— Start of Dataset records —
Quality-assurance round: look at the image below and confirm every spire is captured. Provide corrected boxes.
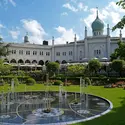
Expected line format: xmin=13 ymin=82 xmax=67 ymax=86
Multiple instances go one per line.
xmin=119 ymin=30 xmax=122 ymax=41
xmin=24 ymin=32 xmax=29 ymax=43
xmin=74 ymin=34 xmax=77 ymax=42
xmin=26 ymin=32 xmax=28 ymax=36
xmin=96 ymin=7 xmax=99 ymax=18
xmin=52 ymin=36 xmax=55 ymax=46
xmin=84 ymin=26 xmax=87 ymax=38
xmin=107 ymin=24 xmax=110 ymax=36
— End of Dataset records —
— Start of Dataset records —
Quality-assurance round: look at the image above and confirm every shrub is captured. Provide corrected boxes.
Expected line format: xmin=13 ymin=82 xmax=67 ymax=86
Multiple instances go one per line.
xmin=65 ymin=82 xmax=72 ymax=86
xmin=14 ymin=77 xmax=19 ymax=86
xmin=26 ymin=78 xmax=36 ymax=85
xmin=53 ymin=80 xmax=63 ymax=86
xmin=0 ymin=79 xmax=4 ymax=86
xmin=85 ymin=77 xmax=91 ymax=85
— End of Dataset records —
Rewrite the stretch from the line containing "Quality-assurance round: look at the image below" through the line containing "xmin=52 ymin=36 xmax=55 ymax=46", renaming "spire" to "steeple" and keeping everything else unchanged. Leave the pictures out.

Quality-assurance round: look at the image below and confirm every steeple is captured. Provide corrected boxes.
Expected line format: xmin=13 ymin=82 xmax=67 ymax=86
Multiple instances go one per line.
xmin=119 ymin=30 xmax=122 ymax=41
xmin=24 ymin=32 xmax=29 ymax=43
xmin=74 ymin=34 xmax=77 ymax=42
xmin=26 ymin=32 xmax=28 ymax=36
xmin=96 ymin=7 xmax=99 ymax=18
xmin=52 ymin=36 xmax=55 ymax=46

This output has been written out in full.